What to do:
An exact reproduction of each record is required.

The input below:

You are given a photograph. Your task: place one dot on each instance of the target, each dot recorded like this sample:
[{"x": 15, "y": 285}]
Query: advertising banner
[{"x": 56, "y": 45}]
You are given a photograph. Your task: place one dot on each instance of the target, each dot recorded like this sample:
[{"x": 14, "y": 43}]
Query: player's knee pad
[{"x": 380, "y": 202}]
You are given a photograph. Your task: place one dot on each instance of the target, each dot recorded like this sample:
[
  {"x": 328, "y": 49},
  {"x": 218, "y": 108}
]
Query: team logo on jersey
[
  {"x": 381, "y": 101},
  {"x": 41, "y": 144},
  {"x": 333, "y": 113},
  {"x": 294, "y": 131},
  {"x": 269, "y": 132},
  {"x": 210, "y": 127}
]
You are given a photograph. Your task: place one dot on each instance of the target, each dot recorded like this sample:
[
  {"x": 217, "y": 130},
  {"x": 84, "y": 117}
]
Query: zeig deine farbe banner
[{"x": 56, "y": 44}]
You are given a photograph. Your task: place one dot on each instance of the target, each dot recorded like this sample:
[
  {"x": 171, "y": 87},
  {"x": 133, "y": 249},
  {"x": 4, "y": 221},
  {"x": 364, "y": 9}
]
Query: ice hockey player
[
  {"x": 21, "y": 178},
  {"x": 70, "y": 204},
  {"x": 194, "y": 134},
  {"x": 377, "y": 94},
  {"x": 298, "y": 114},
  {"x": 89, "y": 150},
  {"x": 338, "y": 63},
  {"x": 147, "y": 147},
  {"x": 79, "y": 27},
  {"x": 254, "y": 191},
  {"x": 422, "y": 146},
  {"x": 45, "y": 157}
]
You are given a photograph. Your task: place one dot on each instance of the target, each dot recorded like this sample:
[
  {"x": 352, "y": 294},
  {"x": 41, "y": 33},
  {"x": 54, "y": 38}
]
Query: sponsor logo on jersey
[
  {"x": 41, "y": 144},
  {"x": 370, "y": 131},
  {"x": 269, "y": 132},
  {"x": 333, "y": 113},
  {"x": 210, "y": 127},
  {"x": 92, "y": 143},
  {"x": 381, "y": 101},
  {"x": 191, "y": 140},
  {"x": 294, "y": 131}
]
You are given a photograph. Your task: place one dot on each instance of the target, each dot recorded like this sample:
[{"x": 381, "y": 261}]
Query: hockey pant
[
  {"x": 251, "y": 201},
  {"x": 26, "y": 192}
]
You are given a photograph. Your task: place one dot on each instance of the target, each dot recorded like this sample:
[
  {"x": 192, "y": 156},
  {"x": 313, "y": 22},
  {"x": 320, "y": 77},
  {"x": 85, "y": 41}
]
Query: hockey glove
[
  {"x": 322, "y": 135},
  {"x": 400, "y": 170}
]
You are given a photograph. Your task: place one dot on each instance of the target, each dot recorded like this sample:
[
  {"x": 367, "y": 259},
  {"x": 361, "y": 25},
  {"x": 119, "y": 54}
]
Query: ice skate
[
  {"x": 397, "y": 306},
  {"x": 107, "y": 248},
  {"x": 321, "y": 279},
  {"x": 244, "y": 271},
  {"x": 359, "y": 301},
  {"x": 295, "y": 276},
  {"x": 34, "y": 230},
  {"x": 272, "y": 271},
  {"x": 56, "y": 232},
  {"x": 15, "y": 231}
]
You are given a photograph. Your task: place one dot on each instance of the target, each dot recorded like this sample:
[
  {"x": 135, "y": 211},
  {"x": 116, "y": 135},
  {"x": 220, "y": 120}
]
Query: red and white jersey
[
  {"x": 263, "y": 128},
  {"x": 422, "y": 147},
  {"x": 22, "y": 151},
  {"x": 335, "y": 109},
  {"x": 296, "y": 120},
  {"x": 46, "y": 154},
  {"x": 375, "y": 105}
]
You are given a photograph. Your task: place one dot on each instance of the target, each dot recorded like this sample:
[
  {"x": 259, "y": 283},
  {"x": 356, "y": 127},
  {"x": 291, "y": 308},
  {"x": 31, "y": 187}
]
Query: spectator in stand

End of The input.

Answer section:
You are given a photograph. Your task: place one dot on each instance of the target, each dot recorded like this sample:
[{"x": 15, "y": 285}]
Query: advertising banner
[{"x": 56, "y": 45}]
You are given a photograph. Your task: place one dot on each instance of the target, each dot recorded like this sample:
[{"x": 14, "y": 43}]
Query: player's knee pad
[{"x": 380, "y": 202}]
You are given a photograph. Your task: place one dot on each instance of the target, each dot recorded like this sample:
[
  {"x": 328, "y": 49},
  {"x": 218, "y": 108}
]
Query: team logo on jersey
[
  {"x": 381, "y": 101},
  {"x": 41, "y": 144},
  {"x": 333, "y": 113},
  {"x": 294, "y": 131},
  {"x": 269, "y": 132},
  {"x": 210, "y": 127}
]
You are given a photograph. Your task: place one dot on each instance of the target, each dot recorded like this sample:
[
  {"x": 217, "y": 130},
  {"x": 84, "y": 117}
]
Query: zeig deine farbe banner
[{"x": 56, "y": 44}]
You are given a photograph. Your task: place one dot on each instance of the target, each dot recorded like this sample:
[
  {"x": 171, "y": 87},
  {"x": 133, "y": 249},
  {"x": 4, "y": 221},
  {"x": 364, "y": 9}
]
Query: ice hockey player
[
  {"x": 21, "y": 178},
  {"x": 70, "y": 204},
  {"x": 194, "y": 134},
  {"x": 377, "y": 94},
  {"x": 298, "y": 114},
  {"x": 89, "y": 150},
  {"x": 338, "y": 63},
  {"x": 147, "y": 147},
  {"x": 79, "y": 27},
  {"x": 254, "y": 191},
  {"x": 422, "y": 146},
  {"x": 45, "y": 157}
]
You are given a photograph. Your task: place one dot on each instance of the target, each dot recorded like this sample:
[
  {"x": 352, "y": 294},
  {"x": 41, "y": 33},
  {"x": 54, "y": 38}
]
Query: sponsor logo on jersey
[
  {"x": 41, "y": 144},
  {"x": 370, "y": 131},
  {"x": 269, "y": 132},
  {"x": 333, "y": 113},
  {"x": 210, "y": 127},
  {"x": 92, "y": 143},
  {"x": 381, "y": 101},
  {"x": 191, "y": 140},
  {"x": 294, "y": 131}
]
You are given a photograph. Your task: place one dot on each instance of the target, each dot recorded like this sample:
[{"x": 381, "y": 261}]
Query: hockey pant
[
  {"x": 251, "y": 201},
  {"x": 26, "y": 192}
]
You are given a photograph. Your task: place one dot on each instance of the target, each dot recorded like this sample:
[
  {"x": 192, "y": 156},
  {"x": 313, "y": 22},
  {"x": 320, "y": 77},
  {"x": 85, "y": 41}
]
Query: hockey glove
[
  {"x": 322, "y": 135},
  {"x": 400, "y": 170}
]
You are given a photograph. Your task: place one dot on each instance of the target, each dot recorded like this sample:
[
  {"x": 367, "y": 259},
  {"x": 361, "y": 25},
  {"x": 119, "y": 54}
]
Query: ice skate
[
  {"x": 397, "y": 306},
  {"x": 107, "y": 248},
  {"x": 321, "y": 279},
  {"x": 244, "y": 271},
  {"x": 359, "y": 301},
  {"x": 295, "y": 276},
  {"x": 34, "y": 230},
  {"x": 272, "y": 271},
  {"x": 56, "y": 232},
  {"x": 15, "y": 231}
]
You are given a photograph. Your task: place one dot on each instance of the target, each dot recorded like this sample:
[
  {"x": 135, "y": 211},
  {"x": 116, "y": 135},
  {"x": 220, "y": 120}
]
Query: red and white jersey
[
  {"x": 263, "y": 128},
  {"x": 422, "y": 147},
  {"x": 22, "y": 151},
  {"x": 335, "y": 109},
  {"x": 296, "y": 120},
  {"x": 46, "y": 154},
  {"x": 375, "y": 105}
]
You are given a photograph. Your task: place one dot on each instance of the target, each dot recorded like this sample:
[
  {"x": 259, "y": 283},
  {"x": 356, "y": 127},
  {"x": 291, "y": 308},
  {"x": 31, "y": 187}
]
Query: spectator in stand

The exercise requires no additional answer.